Problems and tasks |
- A) Transcribe a section of the lens review passage. Begin at the words "9. Nikon AF-S" and stop after "to shoot macro.".
- B) In one to three sentences, explain why the lens review passage says that owners of the Nikon 18-200mm lens don't have to pack additional lenses on trips, and name the exceptions it gives.
- C) List every Tamron acronym that the lens review passage explains, with the meaning it gives for each.

Source passage |
This lens features several acronyms. Let’s take a look at those. SP stands for a Tamron acronym that suggests that this is a Superior lens design. All of Tamron’s lenses which are designed for the full-frame DSLR carry the acronym Di. The Dii acronym on this lens suggests that it has been designed for the smaller APS-C camera systems. VC is the Tamron acronym for Image Stabilization. Tamron calls it Vibration Compensation.
9. Nikon AF-S DX NIKKOR 18-200mm f/3.5-5.6G ED VR II Lens
Excellent focal length range. Good image quality.
This is a one-lens solution for all your requirements. This is the sort of lens that you would strap on to your camera and then never take it off. This particular lens offers you a focal length range of 18-200mm. Which, when adjusted for the crop factor becomes a 27-300mm lens (on 35mm format equivalent).
In other words, this lens is designed to work for you as a go-to lens covering a wide variety of photography moments. If you love to take your DSLR on vacations and weekend trips you would love the convenience that this lens provides. You don’t have to pack additional lenses unless you are a birding enthusiast or want to shoot macro.
10. Nikon AF-S DX Micro NIKKOR 85mm f/3.5G ED VR
Medium telephoto lens.

Source material |
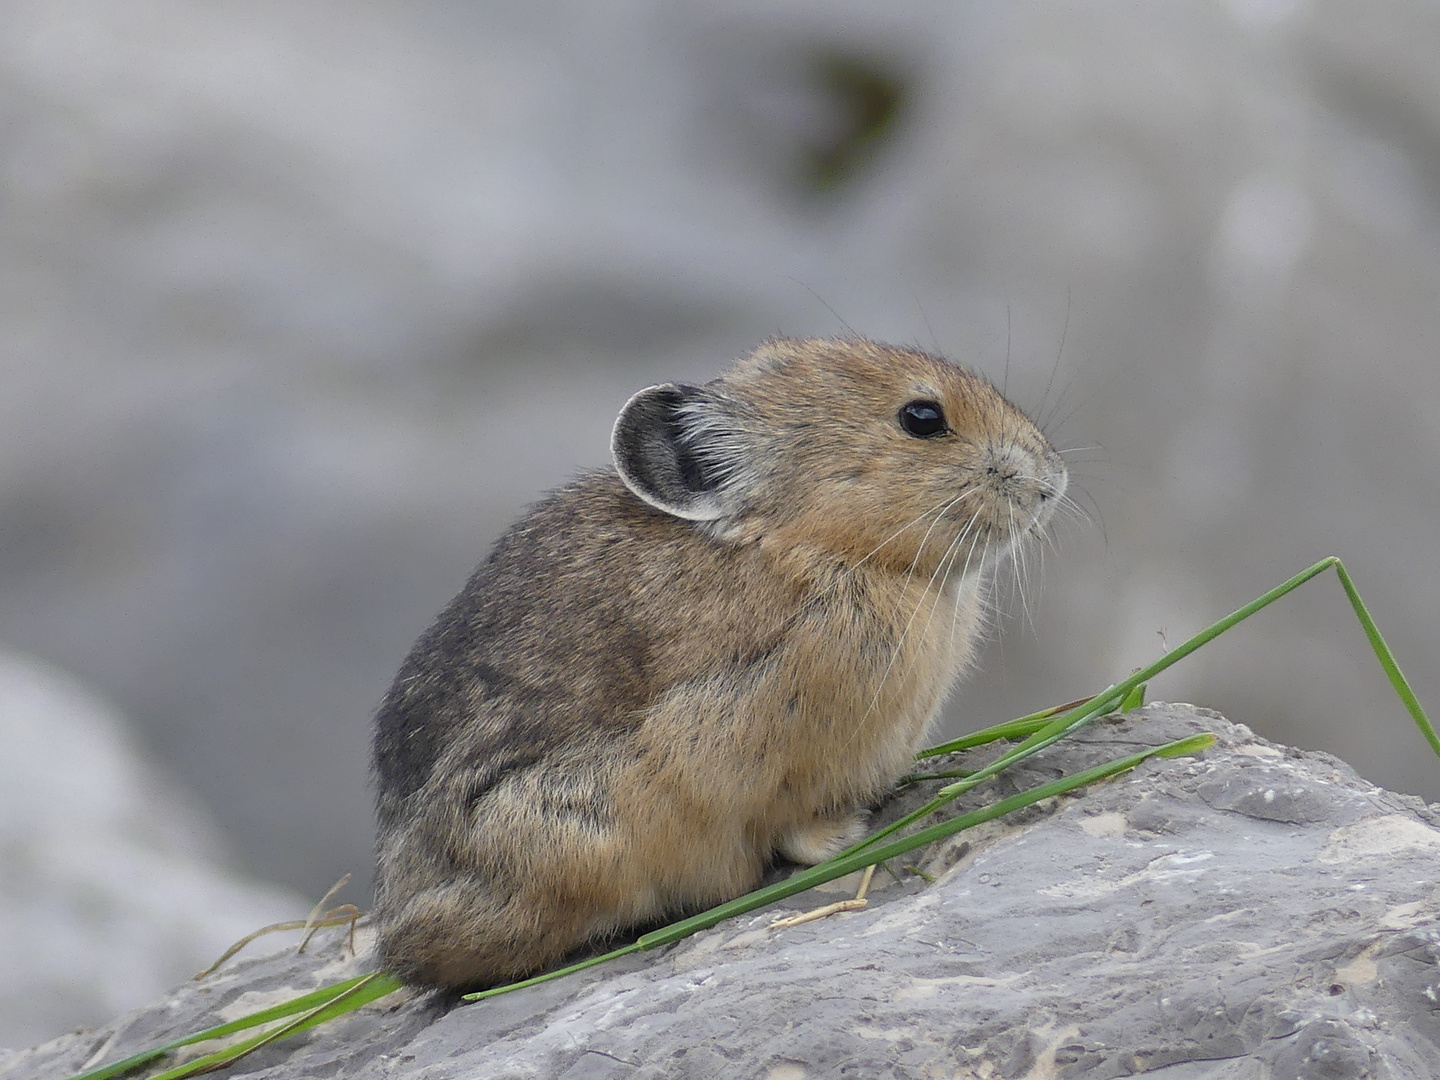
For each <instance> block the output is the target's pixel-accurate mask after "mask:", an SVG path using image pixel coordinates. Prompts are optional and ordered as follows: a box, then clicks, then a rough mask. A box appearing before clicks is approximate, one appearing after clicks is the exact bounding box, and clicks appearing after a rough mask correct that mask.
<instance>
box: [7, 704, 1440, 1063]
mask: <svg viewBox="0 0 1440 1080" xmlns="http://www.w3.org/2000/svg"><path fill="white" fill-rule="evenodd" d="M1200 730H1210V732H1214V733H1215V734H1217V736H1218V742H1217V746H1215V747H1214V749H1211V750H1208V752H1205V753H1204V755H1202V756H1200V757H1194V759H1169V760H1162V759H1152V760H1151V762H1146V763H1145V765H1142V766H1140V768H1139V769H1136V770H1135V772H1133V773H1130V775H1128V776H1123V778H1117V779H1115V780H1112V782H1107V783H1103V785H1096V786H1093V788H1090V789H1087V791H1086V792H1083V793H1080V795H1074V796H1064V798H1060V799H1056V801H1051V802H1050V804H1047V805H1043V806H1038V808H1031V809H1030V811H1027V812H1024V814H1021V815H1018V816H1020V818H1021V819H1020V821H1015V819H1009V821H1002V822H991V824H988V825H985V827H981V828H978V829H972V831H969V832H968V834H963V837H962V838H959V840H960V841H963V842H956V841H953V840H952V841H946V842H942V844H937V845H935V848H933V850H930V851H929V852H926V854H924V857H922V858H917V863H919V864H922V865H923V867H924V868H926V871H927V873H930V874H932V876H933V877H935V878H936V880H935V881H933V884H929V883H926V881H924V880H922V878H920V877H919V876H914V874H909V873H903V871H901V868H900V867H894V870H897V871H901V877H900V880H891V881H886V880H883V876H881V874H877V884H878V886H881V887H878V888H877V890H876V891H873V893H871V903H870V906H868V907H867V909H865V910H863V912H854V913H847V914H840V916H832V917H829V919H824V920H819V922H811V923H806V924H802V926H795V927H789V929H772V927H770V923H772V922H773V919H775V912H773V910H766V912H760V913H755V914H750V916H746V917H740V919H736V920H733V922H729V923H723V924H720V926H717V927H714V929H711V930H707V932H703V933H700V935H696V936H694V937H691V939H688V940H684V942H680V943H677V945H674V946H668V948H664V949H660V950H655V952H654V953H641V955H634V956H628V958H624V959H622V960H618V962H613V963H611V965H608V966H605V965H602V966H600V968H595V969H590V971H588V972H583V973H580V975H576V976H570V978H566V979H560V981H556V982H550V984H544V985H540V986H534V988H530V989H526V991H520V992H516V994H510V995H503V996H498V998H492V999H488V1001H484V1002H478V1004H475V1005H467V1007H459V1008H456V1007H454V1005H452V1004H451V1002H442V1001H436V999H433V998H425V996H409V995H405V994H402V995H396V996H395V998H393V999H382V1001H380V1002H376V1004H373V1005H370V1007H367V1008H366V1009H363V1011H360V1012H356V1014H353V1015H350V1017H347V1018H344V1020H343V1021H340V1022H337V1024H334V1025H333V1027H330V1028H321V1030H318V1031H315V1032H312V1034H310V1035H307V1037H302V1038H298V1040H295V1041H294V1043H289V1044H278V1045H274V1047H269V1048H266V1050H265V1051H262V1053H261V1054H256V1056H255V1057H253V1058H249V1060H248V1061H246V1063H245V1064H242V1066H240V1067H239V1070H238V1071H239V1073H243V1074H249V1076H258V1077H275V1079H278V1077H331V1076H346V1077H367V1079H379V1077H426V1080H431V1079H435V1077H462V1076H464V1077H507V1079H510V1077H514V1079H516V1080H518V1079H520V1077H567V1080H576V1079H577V1077H596V1079H599V1077H694V1079H696V1080H698V1079H701V1077H716V1079H720V1077H770V1079H772V1080H799V1079H801V1077H844V1076H854V1077H937V1076H943V1077H968V1079H981V1077H1005V1079H1017V1077H1032V1079H1034V1077H1047V1079H1067V1077H1086V1079H1087V1080H1103V1079H1106V1077H1120V1076H1132V1074H1136V1073H1143V1074H1146V1076H1155V1077H1164V1080H1250V1079H1251V1077H1253V1079H1254V1080H1282V1079H1283V1080H1302V1079H1305V1080H1319V1079H1322V1077H1325V1079H1329V1077H1333V1079H1336V1080H1341V1079H1344V1080H1351V1079H1352V1080H1361V1079H1369V1080H1413V1079H1414V1077H1430V1076H1437V1074H1440V1008H1437V1004H1436V1002H1437V985H1440V888H1437V886H1436V883H1434V881H1436V874H1434V864H1436V860H1437V857H1440V815H1437V811H1436V808H1430V806H1427V805H1426V804H1424V802H1421V801H1420V799H1417V798H1414V796H1405V795H1395V793H1392V792H1387V791H1384V789H1381V788H1377V786H1374V785H1371V783H1368V782H1365V780H1364V779H1361V778H1359V776H1356V775H1355V773H1354V772H1352V770H1351V769H1349V768H1348V766H1345V765H1344V763H1342V762H1339V760H1336V759H1333V757H1331V756H1328V755H1316V753H1305V752H1299V750H1295V749H1290V747H1284V746H1276V744H1273V743H1269V742H1266V740H1263V739H1257V737H1254V736H1253V734H1251V733H1250V730H1248V729H1247V727H1244V726H1240V724H1233V723H1230V721H1227V720H1224V719H1223V717H1220V716H1218V714H1215V713H1210V711H1207V710H1201V708H1194V707H1189V706H1166V704H1153V706H1149V707H1146V708H1143V710H1140V711H1138V713H1136V714H1132V716H1126V717H1120V719H1116V720H1106V721H1102V723H1097V724H1094V726H1093V727H1090V729H1089V730H1086V732H1084V733H1081V734H1080V736H1079V737H1077V739H1074V740H1071V742H1068V743H1063V744H1058V746H1056V747H1053V749H1051V750H1047V752H1045V753H1044V755H1040V756H1037V757H1035V759H1032V762H1030V763H1027V765H1025V766H1024V768H1021V769H1018V770H1014V772H1012V773H1007V775H1005V776H1002V778H999V779H996V780H995V782H992V783H991V785H989V786H988V788H982V789H978V791H976V792H972V793H971V795H969V796H966V798H968V799H971V801H972V802H979V801H989V799H992V798H995V796H996V795H1004V793H1007V792H1008V791H1009V789H1014V788H1017V786H1020V788H1028V786H1032V785H1034V783H1038V782H1044V780H1048V779H1051V778H1053V776H1056V775H1058V773H1068V772H1073V770H1076V769H1080V768H1086V766H1087V765H1093V763H1097V762H1100V760H1106V759H1112V757H1115V756H1119V755H1120V753H1126V752H1130V750H1133V749H1136V747H1142V746H1155V744H1159V743H1162V742H1168V740H1172V739H1176V737H1184V736H1187V734H1191V733H1194V732H1200ZM981 757H984V755H981ZM971 760H972V762H973V760H976V756H972V757H971ZM920 786H922V785H917V786H916V789H907V791H906V792H903V793H901V796H900V798H899V799H897V801H896V802H893V804H891V805H888V806H887V808H886V809H884V811H883V812H881V815H880V819H881V821H883V819H886V818H887V816H893V815H896V814H900V812H903V811H904V809H906V808H907V806H913V805H917V804H919V801H920V799H923V798H924V796H926V792H924V791H919V788H920ZM837 887H841V886H838V883H837ZM845 887H850V886H845ZM829 899H834V893H822V894H805V896H799V897H795V899H792V900H791V901H789V903H788V904H786V907H793V909H796V910H804V909H808V907H812V906H815V904H818V903H821V901H827V900H829ZM364 969H366V959H364V952H363V946H361V956H360V958H359V959H354V958H351V956H350V953H348V952H347V950H346V943H344V937H343V936H341V935H337V936H333V937H331V939H330V940H328V942H327V943H325V945H324V946H323V948H321V950H320V952H318V953H317V955H315V956H305V958H298V956H294V955H291V953H272V955H269V956H264V958H259V959H251V960H245V962H239V963H235V965H233V966H232V968H229V969H228V971H222V972H220V973H217V975H216V976H213V978H212V979H209V981H206V982H203V984H192V985H187V986H184V988H181V989H179V991H176V992H173V994H170V995H167V996H166V998H163V999H161V1001H158V1002H156V1004H154V1005H151V1007H150V1008H148V1009H141V1011H138V1012H134V1014H130V1015H128V1017H124V1018H121V1020H118V1021H115V1022H112V1024H108V1025H105V1027H104V1028H101V1030H98V1031H94V1032H85V1034H73V1035H66V1037H63V1038H60V1040H56V1041H55V1043H50V1044H48V1045H45V1047H40V1048H37V1050H33V1051H29V1053H24V1054H12V1056H10V1057H9V1058H3V1060H0V1079H3V1080H20V1079H22V1077H24V1079H26V1080H30V1079H33V1080H40V1079H42V1077H45V1079H49V1077H62V1076H65V1074H68V1073H71V1071H73V1070H78V1068H79V1067H81V1066H84V1064H94V1063H95V1061H98V1060H109V1058H114V1057H118V1056H121V1054H127V1053H132V1051H134V1050H137V1048H140V1047H143V1045H145V1044H150V1043H154V1041H158V1040H163V1038H168V1037H174V1035H177V1034H180V1032H184V1031H189V1030H193V1028H197V1027H200V1025H204V1024H212V1022H217V1020H220V1018H233V1017H235V1015H238V1014H240V1012H243V1011H248V1009H253V1008H258V1007H262V1005H266V1004H271V1002H272V1001H275V999H278V998H279V996H284V995H285V994H295V992H302V991H308V989H312V988H314V986H317V985H323V984H324V982H328V981H333V979H337V978H341V976H347V975H351V973H356V972H359V971H364Z"/></svg>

Answers to each task |
- A)
9. Nikon AF-S DX NIKKOR 18-200mm f/3.5-5.6G ED VR II Lens
Excellent focal length range. Good image quality.
This is a one-lens solution for all your requirements. This is the sort of lens that you would strap on to your camera and then never take it off. This particular lens offers you a focal length range of 18-200mm. Which, when adjusted for the crop factor becomes a 27-300mm lens (on 35mm format equivalent).
In other words, this lens is designed to work for you as a go-to lens covering a wide variety of photography moments. If you love to take your DSLR on vacations and weekend trips you would love the convenience that this lens provides. You don’t have to pack additional lenses unless you are a birding enthusiast or want to shoot macro.

- B) The lens is designed as a go-to, one-lens solution covering a wide variety of photography moments, with an 18-200mm range that works out to 27-300mm after adjusting for the crop factor. The exceptions are birding enthusiasts and people who want to shoot macro.

- C)
- SP: Superior lens design
- Di: designed for full-frame DSLRs
- Dii: designed for the smaller APS-C camera systems
- VC: Vibration Compensation (image stabilization)